#### Entries from a point annotation set:
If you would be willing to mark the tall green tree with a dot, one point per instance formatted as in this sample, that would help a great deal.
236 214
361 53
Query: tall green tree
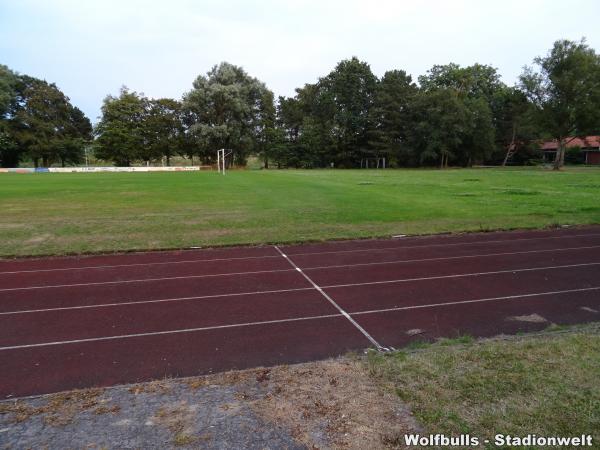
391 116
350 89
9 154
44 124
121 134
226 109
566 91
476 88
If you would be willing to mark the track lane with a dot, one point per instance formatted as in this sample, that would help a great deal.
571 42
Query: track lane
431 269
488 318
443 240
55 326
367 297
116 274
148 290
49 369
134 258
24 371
* * *
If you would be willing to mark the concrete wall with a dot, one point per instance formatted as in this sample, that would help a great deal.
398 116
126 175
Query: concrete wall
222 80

#### Aim of the task:
Gather each line from the records above that includes the word "Query", and list them in order.

#### Exercise output:
Query: tall green tree
Query: track lane
Query: concrete wall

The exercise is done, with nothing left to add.